**Object location annotation data**
<<<<

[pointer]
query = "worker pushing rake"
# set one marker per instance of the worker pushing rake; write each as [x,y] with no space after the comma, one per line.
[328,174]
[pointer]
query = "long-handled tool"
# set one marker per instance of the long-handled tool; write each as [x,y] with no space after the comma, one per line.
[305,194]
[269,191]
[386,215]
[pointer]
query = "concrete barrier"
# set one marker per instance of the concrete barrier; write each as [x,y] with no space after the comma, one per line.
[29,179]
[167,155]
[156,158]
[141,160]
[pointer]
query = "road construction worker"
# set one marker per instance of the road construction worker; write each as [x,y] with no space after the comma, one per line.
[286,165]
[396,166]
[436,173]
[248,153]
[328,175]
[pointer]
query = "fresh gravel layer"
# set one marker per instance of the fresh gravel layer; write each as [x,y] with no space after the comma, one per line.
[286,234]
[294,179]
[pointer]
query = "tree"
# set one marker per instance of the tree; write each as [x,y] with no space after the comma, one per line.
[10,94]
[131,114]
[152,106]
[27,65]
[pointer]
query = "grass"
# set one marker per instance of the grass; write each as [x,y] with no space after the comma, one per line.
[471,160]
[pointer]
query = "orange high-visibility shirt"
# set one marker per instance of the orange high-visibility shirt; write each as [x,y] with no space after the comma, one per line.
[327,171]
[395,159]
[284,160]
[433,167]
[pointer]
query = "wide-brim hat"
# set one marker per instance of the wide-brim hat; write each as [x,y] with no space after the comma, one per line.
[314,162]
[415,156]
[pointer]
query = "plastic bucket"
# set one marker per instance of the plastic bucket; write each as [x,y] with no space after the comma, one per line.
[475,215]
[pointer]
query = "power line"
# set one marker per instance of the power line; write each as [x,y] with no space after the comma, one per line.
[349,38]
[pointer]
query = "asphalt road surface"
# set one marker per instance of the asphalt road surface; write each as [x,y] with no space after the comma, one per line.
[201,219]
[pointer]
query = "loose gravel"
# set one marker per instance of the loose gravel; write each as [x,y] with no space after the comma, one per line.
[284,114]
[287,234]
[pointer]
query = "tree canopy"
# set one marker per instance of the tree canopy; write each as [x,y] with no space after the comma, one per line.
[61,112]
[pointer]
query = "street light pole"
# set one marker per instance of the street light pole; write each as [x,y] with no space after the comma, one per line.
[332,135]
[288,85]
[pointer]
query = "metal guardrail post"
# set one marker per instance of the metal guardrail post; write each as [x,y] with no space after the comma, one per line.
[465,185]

>>>>

**Work to do**
Extract the full listing above without alteration.

**Exercise output**
[pointer]
query = "worker pushing rake"
# set one marker per instance of the worker pushing rake; write each as [x,y] with no space after the comma, one per line.
[328,174]
[pointer]
query = "long-handled tool"
# set one marker per instance of the long-handled tool; write each as [x,y] with no space after the comma, one per line.
[305,194]
[269,191]
[386,215]
[pointer]
query = "concrete barrier"
# set one marker per instance of the concrete barrier; write each as [x,y] with no space after the comma, one per line.
[29,179]
[167,155]
[156,158]
[141,160]
[pointer]
query = "road construction worker"
# set one marker per instance of the road construction worker; write each as [x,y] with no space after the comma, one per line.
[286,165]
[396,166]
[436,173]
[248,153]
[328,175]
[pointer]
query = "fresh gravel layer"
# set one marker per instance of the fresh gravel layer; write each as [x,y] with no space after the comma, one per line.
[286,234]
[294,179]
[pointer]
query = "tree"
# set one marker per instance of the tree; write each as [x,y] with no space after the comma, one per line.
[10,94]
[131,114]
[152,106]
[27,65]
[pointer]
query = "grass"
# set one marker per instance of the grass; write each as [x,y] with no space after the comma, one per line.
[471,160]
[pointer]
query = "orange high-visibility shirt"
# set one marker per instance of the orange high-visibility shirt; write each as [x,y] with no space after the comma, one per line.
[327,171]
[395,159]
[284,160]
[433,167]
[pointer]
query = "wide-brim hat"
# set one marker per instance of the wide-brim hat; write each as [x,y] with no space after the comma, one per line.
[314,162]
[415,156]
[pointer]
query = "plastic bucket"
# set one marker per instance of the plastic bucket; write each as [x,y] with no space after the comma, one per line.
[475,215]
[pointer]
query = "power line"
# set one marker per instance of the power line; write each as [x,y] with no space after the comma, one per line.
[349,38]
[pointer]
query = "asphalt road surface"
# set one marker per instance of the asphalt road surface; write each as [x,y] with no space after the comma, one per line.
[201,219]
[pointer]
query = "loose gravel"
# set one marker per instance of the loose gravel; write each as [x,y] with no space after the comma, one per line.
[284,114]
[287,234]
[pointer]
query = "tree canopy"
# set one marker per instance of the tree canopy; write each as [x,y] with no space after the comma, one per line.
[61,112]
[pointer]
query = "street light pole"
# set one marker per instance of the street light pole; write each as [x,y] with no space after the comma, one per line.
[332,135]
[288,85]
[pointer]
query = "metal guardrail post"
# set one marker per instance of the metal guardrail post; write each as [x,y] with no space after the comma, one per line.
[465,185]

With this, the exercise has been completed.